In the listing below, quote every line from the one containing "like [(147, 388)]." down to the one containing "[(156, 145)]", keeping both of those lines.

Point placement listing
___
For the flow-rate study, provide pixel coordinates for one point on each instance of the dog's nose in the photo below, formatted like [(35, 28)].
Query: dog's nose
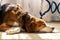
[(52, 28)]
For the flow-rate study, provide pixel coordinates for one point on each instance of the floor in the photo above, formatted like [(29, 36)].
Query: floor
[(39, 36)]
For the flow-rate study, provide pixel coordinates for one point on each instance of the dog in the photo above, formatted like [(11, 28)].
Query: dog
[(13, 15)]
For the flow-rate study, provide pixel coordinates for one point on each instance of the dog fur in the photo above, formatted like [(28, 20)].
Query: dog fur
[(11, 14)]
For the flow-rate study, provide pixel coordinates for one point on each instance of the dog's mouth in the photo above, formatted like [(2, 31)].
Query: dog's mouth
[(47, 30)]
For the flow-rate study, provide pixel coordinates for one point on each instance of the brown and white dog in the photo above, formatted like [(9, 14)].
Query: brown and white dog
[(13, 15)]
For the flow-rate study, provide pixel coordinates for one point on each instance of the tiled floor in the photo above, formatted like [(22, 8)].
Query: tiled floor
[(35, 36)]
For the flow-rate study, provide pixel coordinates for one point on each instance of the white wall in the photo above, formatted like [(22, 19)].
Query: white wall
[(33, 6)]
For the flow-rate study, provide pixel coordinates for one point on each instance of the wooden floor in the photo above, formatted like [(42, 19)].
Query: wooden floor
[(40, 36), (31, 36)]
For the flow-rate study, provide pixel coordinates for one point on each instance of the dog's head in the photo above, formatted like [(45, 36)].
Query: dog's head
[(11, 15)]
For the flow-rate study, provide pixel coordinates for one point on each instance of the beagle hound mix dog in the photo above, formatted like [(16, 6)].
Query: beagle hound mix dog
[(13, 17)]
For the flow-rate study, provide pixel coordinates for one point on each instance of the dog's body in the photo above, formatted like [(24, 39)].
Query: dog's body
[(15, 14)]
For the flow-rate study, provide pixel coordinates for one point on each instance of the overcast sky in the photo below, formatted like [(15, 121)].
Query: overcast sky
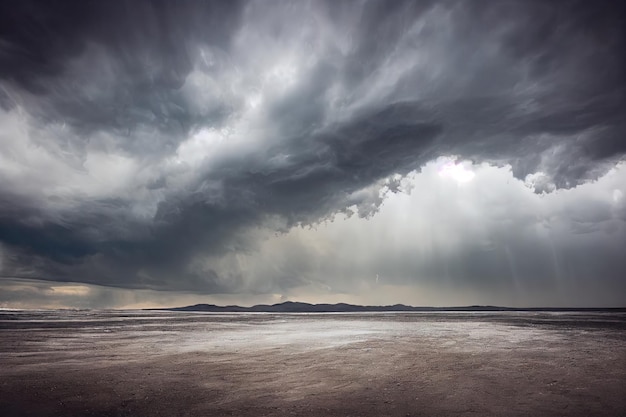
[(375, 152)]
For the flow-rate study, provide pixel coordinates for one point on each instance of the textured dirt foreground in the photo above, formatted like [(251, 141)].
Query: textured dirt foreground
[(382, 364)]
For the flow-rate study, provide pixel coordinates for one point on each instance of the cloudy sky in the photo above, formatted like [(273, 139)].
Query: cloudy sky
[(447, 152)]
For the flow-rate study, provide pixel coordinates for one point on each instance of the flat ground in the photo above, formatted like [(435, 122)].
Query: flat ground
[(112, 363)]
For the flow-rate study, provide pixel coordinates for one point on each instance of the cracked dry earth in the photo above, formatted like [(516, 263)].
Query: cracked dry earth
[(148, 363)]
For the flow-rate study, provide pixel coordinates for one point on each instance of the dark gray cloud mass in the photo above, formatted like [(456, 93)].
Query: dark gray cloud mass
[(139, 138)]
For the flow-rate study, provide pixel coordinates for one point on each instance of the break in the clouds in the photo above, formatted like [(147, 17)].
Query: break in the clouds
[(189, 146)]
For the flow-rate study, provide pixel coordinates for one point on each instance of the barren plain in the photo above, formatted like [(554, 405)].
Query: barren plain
[(152, 363)]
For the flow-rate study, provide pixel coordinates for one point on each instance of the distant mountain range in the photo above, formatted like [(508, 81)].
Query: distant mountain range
[(295, 307)]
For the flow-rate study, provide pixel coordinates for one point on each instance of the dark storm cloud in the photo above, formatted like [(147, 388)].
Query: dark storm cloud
[(149, 134)]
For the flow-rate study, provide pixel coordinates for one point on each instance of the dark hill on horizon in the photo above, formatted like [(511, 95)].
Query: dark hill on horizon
[(298, 307)]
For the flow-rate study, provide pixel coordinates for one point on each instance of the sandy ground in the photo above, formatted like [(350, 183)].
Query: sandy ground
[(381, 364)]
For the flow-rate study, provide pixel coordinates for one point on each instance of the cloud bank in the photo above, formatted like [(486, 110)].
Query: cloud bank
[(152, 145)]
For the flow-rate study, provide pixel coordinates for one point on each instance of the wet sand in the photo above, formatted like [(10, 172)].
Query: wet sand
[(132, 363)]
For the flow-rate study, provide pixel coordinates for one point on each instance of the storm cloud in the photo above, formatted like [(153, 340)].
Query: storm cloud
[(156, 145)]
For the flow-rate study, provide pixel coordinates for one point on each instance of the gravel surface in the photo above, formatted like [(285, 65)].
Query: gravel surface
[(147, 363)]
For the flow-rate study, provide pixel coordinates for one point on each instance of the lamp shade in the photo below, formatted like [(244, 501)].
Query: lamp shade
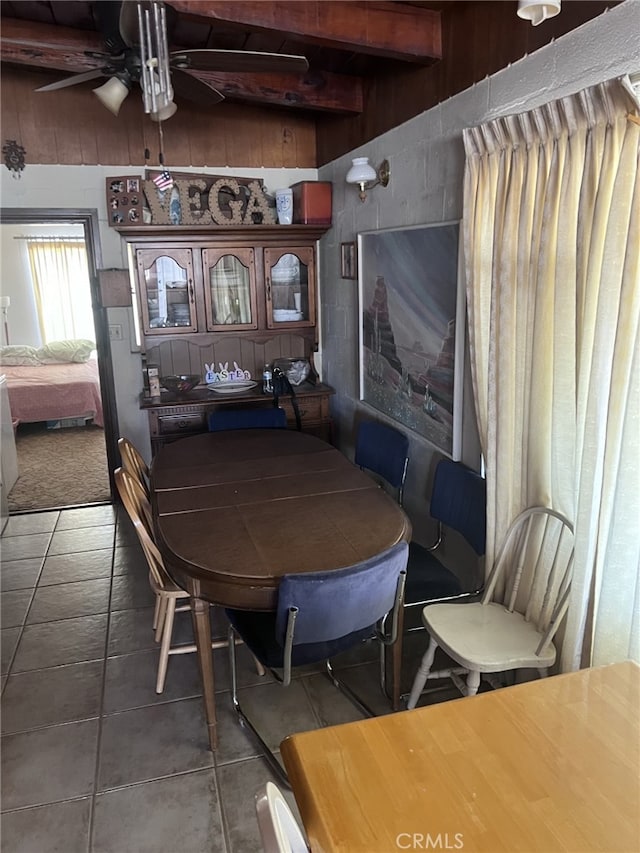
[(361, 171), (537, 11), (112, 94)]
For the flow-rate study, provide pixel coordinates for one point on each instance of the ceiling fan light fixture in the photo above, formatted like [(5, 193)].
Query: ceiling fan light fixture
[(538, 11), (113, 93)]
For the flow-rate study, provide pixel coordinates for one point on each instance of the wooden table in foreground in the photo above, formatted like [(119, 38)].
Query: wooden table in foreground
[(237, 510), (550, 765)]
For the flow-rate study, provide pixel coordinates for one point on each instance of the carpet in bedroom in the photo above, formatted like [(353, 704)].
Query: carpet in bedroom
[(59, 467)]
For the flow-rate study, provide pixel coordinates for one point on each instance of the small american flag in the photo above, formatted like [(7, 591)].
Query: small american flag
[(163, 180)]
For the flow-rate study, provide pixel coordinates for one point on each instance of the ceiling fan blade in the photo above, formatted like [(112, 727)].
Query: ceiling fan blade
[(72, 81), (238, 60), (191, 89)]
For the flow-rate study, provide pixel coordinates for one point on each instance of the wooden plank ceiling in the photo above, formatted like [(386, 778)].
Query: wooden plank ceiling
[(345, 43), (371, 66)]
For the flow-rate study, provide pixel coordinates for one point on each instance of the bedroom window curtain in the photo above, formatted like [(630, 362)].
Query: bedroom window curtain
[(552, 253), (60, 273)]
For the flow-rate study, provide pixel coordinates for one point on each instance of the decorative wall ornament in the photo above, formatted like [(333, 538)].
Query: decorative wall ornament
[(228, 203), (14, 155)]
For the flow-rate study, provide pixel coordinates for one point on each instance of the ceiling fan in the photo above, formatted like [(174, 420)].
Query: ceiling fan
[(136, 41)]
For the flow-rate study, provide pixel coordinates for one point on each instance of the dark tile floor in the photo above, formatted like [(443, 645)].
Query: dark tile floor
[(92, 758)]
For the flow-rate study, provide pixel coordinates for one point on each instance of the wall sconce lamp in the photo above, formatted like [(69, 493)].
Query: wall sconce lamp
[(363, 174), (538, 11)]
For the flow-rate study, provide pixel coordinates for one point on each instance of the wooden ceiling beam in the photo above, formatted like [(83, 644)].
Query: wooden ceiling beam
[(392, 30), (73, 51), (320, 91), (47, 46)]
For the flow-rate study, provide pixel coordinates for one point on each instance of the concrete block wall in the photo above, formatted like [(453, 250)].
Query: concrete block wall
[(426, 158)]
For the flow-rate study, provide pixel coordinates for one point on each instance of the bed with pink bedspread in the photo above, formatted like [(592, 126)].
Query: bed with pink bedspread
[(49, 392)]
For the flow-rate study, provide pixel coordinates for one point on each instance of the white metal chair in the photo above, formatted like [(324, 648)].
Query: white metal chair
[(524, 601), (279, 830)]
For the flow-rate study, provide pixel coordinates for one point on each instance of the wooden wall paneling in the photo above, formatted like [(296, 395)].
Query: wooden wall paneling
[(177, 135), (204, 137), (112, 140), (10, 114), (248, 143), (31, 130)]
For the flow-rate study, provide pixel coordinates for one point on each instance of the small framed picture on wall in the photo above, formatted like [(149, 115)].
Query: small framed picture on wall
[(348, 260)]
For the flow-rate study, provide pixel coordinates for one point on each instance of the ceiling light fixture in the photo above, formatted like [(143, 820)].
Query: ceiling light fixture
[(538, 11), (366, 177), (112, 93)]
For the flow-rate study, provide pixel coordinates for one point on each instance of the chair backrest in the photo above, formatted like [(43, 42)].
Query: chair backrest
[(459, 501), (334, 604), (133, 463), (139, 511), (269, 418), (384, 450), (533, 569), (279, 830)]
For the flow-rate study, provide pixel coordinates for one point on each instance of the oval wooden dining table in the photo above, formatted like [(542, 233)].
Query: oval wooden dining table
[(236, 511)]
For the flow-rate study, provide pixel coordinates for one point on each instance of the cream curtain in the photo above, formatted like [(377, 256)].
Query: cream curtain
[(60, 274), (552, 254)]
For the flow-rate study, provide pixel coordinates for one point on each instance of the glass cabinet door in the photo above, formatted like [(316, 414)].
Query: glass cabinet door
[(167, 297), (290, 277), (230, 289)]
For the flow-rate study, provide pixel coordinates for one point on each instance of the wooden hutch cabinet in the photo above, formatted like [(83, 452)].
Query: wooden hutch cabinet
[(225, 297)]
___
▶ _FINISHED EXERCISE_
For the flow-rate study, provide pixel coordinates for one point on each instance of the dark storm cloud in the photo above, formatted like [(147, 388)].
Query: dark storm cloud
[(149, 134)]
For the flow-rate study, provide pixel coordinates for one point on each instance of the dark hill on horizon in the photo above, formatted like [(511, 95)].
Query: dark hill on horizon
[(298, 307)]
For the flow-rate study, provide pixel coordinates for one point on each instance of the sandy ground in the photo above, formatted like [(350, 183)].
Query: sandy ground
[(381, 364)]
For the flow-rate study, provide pixel coordinates for one point on each instance of the cloud bank in the photo above, formatted like [(486, 110)].
Query: cloud bank
[(152, 145)]
For the flow-rate study, provide pixel coordinates for one point on each instance of the wet sand in the photo above, formatted like [(10, 172)].
Query: wet sand
[(132, 363)]
For the flow-rate study, provide pixel coordinates for one point on each instance of the storm cloud in the photo above, formatted like [(153, 340)].
Query: storm cloud
[(156, 145)]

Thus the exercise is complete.